The C-Type was successful in racing, most notably at the Le Mans 24 hours race, which it won twice.

In 1951, the car won at its first attempt. The factory entered three, whose driver pairings were Stirling Moss and Jack Fairman, Leslie Johnson and triple Mille Miglia winner Clemente Biondetti, and the eventual winners, Peter Walker and Peter Whitehead. The Walker-Whitehead car was the only factory entry to finish, the other two retiring with lack of oil pressure. A privately entered XK120, owned by Robert Lawrie, co-driven by Ivan Waller, also completed the race, finishing 11th.

● **Check your understanding**:
a. Reproduce verbatim the stretch of the C-Type passage from "In 1951, the" through "race, finishing 11th.".
b. According to the C-Type passage, what place did the privately entered XK120 finish in the 1951 race?

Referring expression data
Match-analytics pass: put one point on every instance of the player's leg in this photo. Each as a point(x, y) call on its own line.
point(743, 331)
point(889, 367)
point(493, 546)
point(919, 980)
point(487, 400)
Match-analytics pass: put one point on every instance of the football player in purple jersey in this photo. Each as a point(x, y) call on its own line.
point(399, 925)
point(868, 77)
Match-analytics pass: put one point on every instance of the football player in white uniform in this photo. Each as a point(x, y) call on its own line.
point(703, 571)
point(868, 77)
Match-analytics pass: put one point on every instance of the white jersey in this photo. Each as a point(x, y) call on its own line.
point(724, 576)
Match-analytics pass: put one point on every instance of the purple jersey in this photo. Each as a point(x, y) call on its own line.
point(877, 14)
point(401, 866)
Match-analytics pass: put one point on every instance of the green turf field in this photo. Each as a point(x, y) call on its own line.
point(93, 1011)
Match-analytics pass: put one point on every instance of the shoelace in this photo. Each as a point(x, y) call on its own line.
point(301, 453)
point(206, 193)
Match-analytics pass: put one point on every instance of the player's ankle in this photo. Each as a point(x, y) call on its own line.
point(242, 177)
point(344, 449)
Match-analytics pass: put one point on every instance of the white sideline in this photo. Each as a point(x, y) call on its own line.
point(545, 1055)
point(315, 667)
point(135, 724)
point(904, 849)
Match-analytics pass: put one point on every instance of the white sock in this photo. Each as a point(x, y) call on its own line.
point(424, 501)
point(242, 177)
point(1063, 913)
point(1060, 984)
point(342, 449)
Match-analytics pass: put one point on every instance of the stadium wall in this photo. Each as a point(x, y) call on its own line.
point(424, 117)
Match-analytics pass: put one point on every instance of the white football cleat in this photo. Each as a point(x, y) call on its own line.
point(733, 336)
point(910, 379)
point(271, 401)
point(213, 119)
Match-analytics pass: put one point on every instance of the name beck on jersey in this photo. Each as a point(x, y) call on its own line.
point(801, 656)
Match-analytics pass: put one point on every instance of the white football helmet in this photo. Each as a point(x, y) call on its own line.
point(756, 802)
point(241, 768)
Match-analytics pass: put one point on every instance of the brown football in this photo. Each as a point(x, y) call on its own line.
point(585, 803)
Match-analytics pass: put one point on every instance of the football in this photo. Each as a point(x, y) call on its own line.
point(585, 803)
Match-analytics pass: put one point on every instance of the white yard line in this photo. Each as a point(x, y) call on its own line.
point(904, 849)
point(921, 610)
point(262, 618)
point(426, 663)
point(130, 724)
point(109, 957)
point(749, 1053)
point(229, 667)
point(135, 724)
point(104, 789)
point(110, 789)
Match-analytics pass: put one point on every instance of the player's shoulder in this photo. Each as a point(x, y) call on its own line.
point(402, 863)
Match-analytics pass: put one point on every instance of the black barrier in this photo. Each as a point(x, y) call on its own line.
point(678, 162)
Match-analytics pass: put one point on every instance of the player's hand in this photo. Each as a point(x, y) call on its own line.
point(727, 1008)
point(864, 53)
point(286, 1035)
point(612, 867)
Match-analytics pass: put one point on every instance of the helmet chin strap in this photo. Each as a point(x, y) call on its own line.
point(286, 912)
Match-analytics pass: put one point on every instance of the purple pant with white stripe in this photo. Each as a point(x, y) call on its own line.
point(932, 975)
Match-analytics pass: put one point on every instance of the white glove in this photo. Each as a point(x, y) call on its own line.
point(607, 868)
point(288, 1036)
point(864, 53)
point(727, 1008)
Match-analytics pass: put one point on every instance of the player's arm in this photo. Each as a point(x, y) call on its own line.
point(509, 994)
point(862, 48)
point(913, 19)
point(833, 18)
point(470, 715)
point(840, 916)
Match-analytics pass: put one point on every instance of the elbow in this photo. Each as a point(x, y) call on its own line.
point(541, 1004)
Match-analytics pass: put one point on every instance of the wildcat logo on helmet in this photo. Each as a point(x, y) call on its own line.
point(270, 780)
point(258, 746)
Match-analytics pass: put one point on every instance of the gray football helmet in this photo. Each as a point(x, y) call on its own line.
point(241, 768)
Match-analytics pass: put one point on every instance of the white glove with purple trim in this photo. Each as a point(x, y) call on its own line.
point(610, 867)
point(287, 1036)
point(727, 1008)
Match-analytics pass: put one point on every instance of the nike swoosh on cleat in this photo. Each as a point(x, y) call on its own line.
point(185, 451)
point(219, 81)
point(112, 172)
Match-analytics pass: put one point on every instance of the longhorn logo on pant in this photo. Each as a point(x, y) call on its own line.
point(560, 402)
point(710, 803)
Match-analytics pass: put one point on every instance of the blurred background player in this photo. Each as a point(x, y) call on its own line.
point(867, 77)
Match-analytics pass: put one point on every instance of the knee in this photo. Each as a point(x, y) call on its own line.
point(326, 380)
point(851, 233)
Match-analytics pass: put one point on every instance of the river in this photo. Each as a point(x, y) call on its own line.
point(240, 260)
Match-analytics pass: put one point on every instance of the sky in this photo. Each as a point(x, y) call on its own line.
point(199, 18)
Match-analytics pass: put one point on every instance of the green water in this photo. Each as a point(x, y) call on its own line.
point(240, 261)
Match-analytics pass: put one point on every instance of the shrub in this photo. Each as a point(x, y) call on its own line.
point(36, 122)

● **Replies**:
a.
In 1951, the car won at its first attempt. The factory entered three, whose driver pairings were Stirling Moss and Jack Fairman, Leslie Johnson and triple Mille Miglia winner Clemente Biondetti, and the eventual winners, Peter Walker and Peter Whitehead. The Walker-Whitehead car was the only factory entry to finish, the other two retiring with lack of oil pressure. A privately entered XK120, owned by Robert Lawrie, co-driven by Ivan Waller, also completed the race, finishing 11th.

b. 11th